## DIRECTIONS
Reproduce verbatim all of the data given below, but do not carry over the images.

________________________

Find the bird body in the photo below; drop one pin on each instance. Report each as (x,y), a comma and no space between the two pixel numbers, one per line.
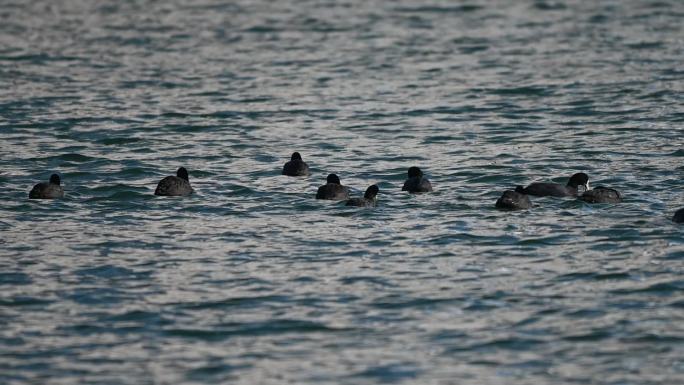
(513,200)
(554,189)
(48,190)
(368,199)
(178,185)
(416,182)
(296,166)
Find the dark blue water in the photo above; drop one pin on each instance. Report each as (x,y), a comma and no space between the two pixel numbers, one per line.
(252,281)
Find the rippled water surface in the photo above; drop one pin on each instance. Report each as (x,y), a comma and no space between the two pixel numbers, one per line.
(252,281)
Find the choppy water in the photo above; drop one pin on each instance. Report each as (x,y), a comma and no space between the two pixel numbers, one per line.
(252,281)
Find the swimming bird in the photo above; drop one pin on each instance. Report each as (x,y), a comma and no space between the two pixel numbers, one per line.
(296,166)
(555,189)
(178,185)
(513,200)
(368,199)
(50,190)
(333,189)
(416,182)
(601,195)
(679,216)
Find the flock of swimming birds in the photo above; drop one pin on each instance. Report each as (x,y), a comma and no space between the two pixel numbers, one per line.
(517,199)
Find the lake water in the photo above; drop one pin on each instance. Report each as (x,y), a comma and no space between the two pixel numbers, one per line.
(253,281)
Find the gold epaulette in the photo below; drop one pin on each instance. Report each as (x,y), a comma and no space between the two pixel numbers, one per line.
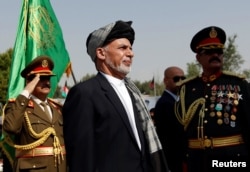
(12,100)
(234,74)
(186,80)
(55,102)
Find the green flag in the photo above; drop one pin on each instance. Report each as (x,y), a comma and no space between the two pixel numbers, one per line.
(39,33)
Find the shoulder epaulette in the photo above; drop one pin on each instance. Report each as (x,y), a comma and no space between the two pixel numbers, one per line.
(234,74)
(12,100)
(54,102)
(186,80)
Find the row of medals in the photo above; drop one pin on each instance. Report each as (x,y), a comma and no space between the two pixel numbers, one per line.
(224,107)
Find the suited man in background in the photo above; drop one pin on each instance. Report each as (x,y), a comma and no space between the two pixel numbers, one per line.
(106,124)
(167,126)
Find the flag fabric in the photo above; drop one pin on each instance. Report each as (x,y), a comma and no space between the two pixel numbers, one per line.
(39,33)
(65,90)
(152,84)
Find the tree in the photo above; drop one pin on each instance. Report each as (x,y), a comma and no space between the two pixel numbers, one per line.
(232,59)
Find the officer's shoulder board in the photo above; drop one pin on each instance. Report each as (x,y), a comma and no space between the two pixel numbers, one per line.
(186,80)
(241,76)
(55,103)
(11,100)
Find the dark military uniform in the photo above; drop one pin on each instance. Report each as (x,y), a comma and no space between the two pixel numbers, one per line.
(216,121)
(214,109)
(38,138)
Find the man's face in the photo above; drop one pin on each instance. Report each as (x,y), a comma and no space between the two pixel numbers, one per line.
(42,87)
(118,57)
(211,59)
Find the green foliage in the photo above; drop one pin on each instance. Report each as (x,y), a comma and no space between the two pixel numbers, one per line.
(232,59)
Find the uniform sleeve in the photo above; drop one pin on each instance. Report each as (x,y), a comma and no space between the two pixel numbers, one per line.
(14,114)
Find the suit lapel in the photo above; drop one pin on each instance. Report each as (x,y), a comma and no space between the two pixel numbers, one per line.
(115,100)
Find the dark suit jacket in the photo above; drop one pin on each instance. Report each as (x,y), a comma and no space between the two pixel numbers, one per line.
(97,131)
(14,123)
(170,131)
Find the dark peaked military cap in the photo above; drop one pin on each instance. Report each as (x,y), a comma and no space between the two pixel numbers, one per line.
(211,37)
(41,64)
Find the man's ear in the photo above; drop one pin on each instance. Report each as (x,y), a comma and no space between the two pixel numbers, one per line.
(100,53)
(198,57)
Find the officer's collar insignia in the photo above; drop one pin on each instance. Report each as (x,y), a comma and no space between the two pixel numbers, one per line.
(211,77)
(44,63)
(213,33)
(31,103)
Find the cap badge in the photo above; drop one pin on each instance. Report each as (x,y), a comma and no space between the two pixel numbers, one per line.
(213,33)
(44,63)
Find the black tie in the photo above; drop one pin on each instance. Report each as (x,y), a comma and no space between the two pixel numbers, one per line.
(46,110)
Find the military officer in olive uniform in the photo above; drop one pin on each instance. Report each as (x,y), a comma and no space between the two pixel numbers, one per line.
(214,109)
(36,122)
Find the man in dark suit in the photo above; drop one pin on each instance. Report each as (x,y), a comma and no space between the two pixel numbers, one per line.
(106,123)
(168,128)
(36,129)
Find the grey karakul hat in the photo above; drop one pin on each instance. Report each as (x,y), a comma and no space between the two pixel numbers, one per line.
(107,34)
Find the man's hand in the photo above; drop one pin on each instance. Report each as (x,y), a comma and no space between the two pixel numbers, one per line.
(32,84)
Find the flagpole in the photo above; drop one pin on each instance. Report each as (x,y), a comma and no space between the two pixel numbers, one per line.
(73,75)
(154,88)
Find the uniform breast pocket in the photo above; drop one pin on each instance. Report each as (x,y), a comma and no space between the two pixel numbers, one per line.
(60,121)
(38,125)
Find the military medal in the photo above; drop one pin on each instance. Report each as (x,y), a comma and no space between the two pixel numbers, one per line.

________________________

## TASK RESULT
Find the bird body in the photo below; drop one pin on each instance. Report each as (x,y), a comma and no space between the two pixel numbers, one per line.
(513,200)
(554,189)
(48,190)
(368,199)
(178,185)
(416,182)
(296,166)
Find the dark blue water in the photo above; drop one pin on each instance. Report each as (x,y), a comma and no space between the two pixel numbers, one per line.
(252,281)
Find the rippled water surface in the photo above; drop one pin on each instance. Report each as (x,y), a comma and no space between the two pixel numbers, one per line.
(252,281)
Find the choppy water in the photo above; drop one pin on each instance. Report each as (x,y), a comma and no space between the two pixel numbers, one per line.
(252,281)
Find the swimming bird in the photo above; drop one pin on each instance. Report each as (x,y), a comma and no space between the two pixel numbers, one per line.
(296,166)
(555,189)
(178,185)
(513,200)
(368,199)
(50,190)
(333,189)
(416,182)
(601,195)
(679,216)
Find the flock of swimming birds in the photo above; drop one pin on each instance. Report each as (x,y), a comma and no space between the two pixel numbers, one per line.
(517,199)
Find the lake water in the photo above; drop one pin on each instance. Report each as (x,y), a comma and no space between the two pixel numbers, one per line.
(253,281)
Find the gold epaulette in the photo below; drop one pin on each instance. Report each as (x,y), a comma and no space between the two pixel numbers, one per line.
(12,100)
(234,74)
(186,80)
(55,102)
Find the green flag in the photo above; drop one pin on each instance. Report each as (x,y), a comma and no space between the two pixel numbers, one per line.
(39,33)
Find the shoulder epaulette in the photo above; drop one pin on each instance. Report each as (x,y), a comma and no space between the two pixel numbers, one per line.
(234,74)
(12,100)
(54,102)
(186,80)
Find the row of medals in the photo above; drop one pin on each instance. Report each as (x,y), a comma and no space between the two pixel numbers, one per line.
(224,107)
Find the suited man in background in the photo above; drop one pin on each instance. Report each as (x,y), a comma and no space between the two pixel numbers, one per line.
(106,124)
(167,126)
Find the flag fabric in the photo above; drop one pin on each instance. Report each as (x,y), a comma and no space between the two pixel numbers, one per line.
(39,33)
(65,90)
(152,84)
Find the tree in the photo above; drop one pin on each instance. Report each as (x,y), a comma and no space between the two pixel numbers, one per line.
(232,59)
Find the officer's shoulder board in the photo above; drop one pin on each instance. Report each as (x,y), a comma and no space between the two pixel numbers, one per line.
(186,80)
(241,76)
(55,103)
(11,100)
Find the dark military uniform in the photo above; drop one pin on each instance. Report each as (x,y), a comma and no space between the two pixel numbers, one per line.
(216,121)
(214,109)
(38,138)
Find the man's face in the photo above; drop one pin on each instance. Report each as (x,y), a comma and no space between the two pixel numbers, one per line.
(42,87)
(118,57)
(211,59)
Find the green foliage in the photo above; drop one pin on each instance. Report each as (x,y), a comma and no space between the two pixel numbers, one per line.
(232,59)
Find the uniform sleeve in the photo above; drop one pin on each instance. Report each as (x,y), a comma and no space between the two pixel numbers, one per line.
(14,114)
Find the suit lapel in the photo above; drop one pin on each instance. Report each as (x,y), a comma and no space between the two pixel numbers, one per line.
(115,100)
Find the dark suit jacket in the photo above; drop one pin on each instance. Report each as (x,y), a comma and no space between the two pixel numbers, one per line.
(97,131)
(14,123)
(170,131)
Find the dark peaked military cap in the photo above; drop one pin on each instance. Report each as (x,y), a comma and no space between the two pixel numbers, one per line.
(211,37)
(41,64)
Find the man's ear in the photo above; drop one pin on each instance. Report each as (x,y), a comma and no space between the two pixel numbers, one per line.
(100,53)
(198,57)
Find the officer's collar insignia in the photo above; drop one pin on each instance. Report each as (x,y), a comma and no space between the two pixel numbers, one per line.
(211,77)
(44,63)
(213,33)
(31,103)
Find the cap badge in the photo above; drop one pin on each instance. Report each as (x,y), a comma and no space between the two pixel numbers, one per line.
(213,33)
(44,63)
Find the black tie in the photo above; drop one pin on each instance. Report each as (x,y), a comma and no space between the two pixel numbers, one per line.
(46,110)
Find the military officer in olive uniform in the photo above; drop one pin on each instance. Report each as (x,y), a comma and no space between the two pixel numbers, one per line.
(214,109)
(36,122)
Find the man in dark suit in the photo above; drop one pin on each instance. Report each as (x,y), a comma and no space between the two pixel numbers, one per line.
(106,123)
(168,128)
(36,129)
Find the grey karakul hat in the photo above; drop one pin on each instance. Report each as (x,y), a comma and no space between the two pixel numbers, one per line.
(107,34)
Find the man's hand in the photo above; drop one pin on each instance. Report each as (x,y), a comma and no space between the two pixel numbers, one per line.
(32,84)
Find the flagpole in the photo above; drop one pin on each instance. Report each as (x,y), a comma and no space between the two pixel numbers, one per line.
(73,75)
(154,88)
Find the uniform breast pocket in the photo above; drop one pin on each instance. Report each as (x,y), a comma and no space between the two pixel numbers, one per line.
(60,121)
(38,125)
Find the military medal in the photo above; drop one pin on each instance. Report each as (x,y), a comma and no space between the two pixel numbers, one per line.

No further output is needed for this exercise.